**Provided entries**:
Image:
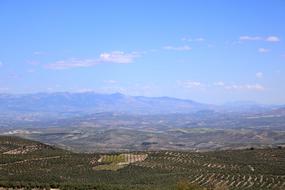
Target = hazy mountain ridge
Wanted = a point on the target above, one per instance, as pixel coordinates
(95, 102)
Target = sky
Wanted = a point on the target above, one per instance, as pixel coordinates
(211, 51)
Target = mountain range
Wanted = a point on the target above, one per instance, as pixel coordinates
(95, 102)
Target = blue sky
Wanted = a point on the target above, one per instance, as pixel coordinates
(208, 51)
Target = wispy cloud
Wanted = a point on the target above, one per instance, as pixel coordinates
(260, 38)
(178, 48)
(39, 53)
(272, 39)
(248, 87)
(263, 50)
(219, 83)
(250, 38)
(111, 81)
(259, 75)
(187, 39)
(117, 57)
(190, 84)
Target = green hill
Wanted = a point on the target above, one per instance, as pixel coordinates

**Written exercise**:
Convert the whole listing above into a numbered list, one line per number, skipping blank lines and leaving out any pictures.

**Written response**:
1. Image:
2. Target = hazy mountain ridge
3. Wanted = a point on the target above, one per instance, as pixel coordinates
4. (95, 102)
5. Target = sky
6. Wanted = a point on the target above, one per instance, as pixel coordinates
7. (211, 51)
8. Target = mountain range
9. Wanted = a point on the target above, one per instance, as pixel coordinates
10. (95, 102)
11. Target = blue sky
12. Wanted = a point on the target above, one per instance, as pixel coordinates
13. (208, 51)
14. Target = wispy cloud
15. Wanted = a point on the target above, one per instance, as pixel coordinates
16. (260, 38)
17. (178, 48)
18. (39, 53)
19. (272, 39)
20. (248, 87)
21. (263, 50)
22. (219, 83)
23. (250, 38)
24. (111, 81)
25. (259, 75)
26. (187, 39)
27. (117, 57)
28. (190, 84)
29. Target = green hill
30. Wanted = a point on the target above, one per instance, as pixel coordinates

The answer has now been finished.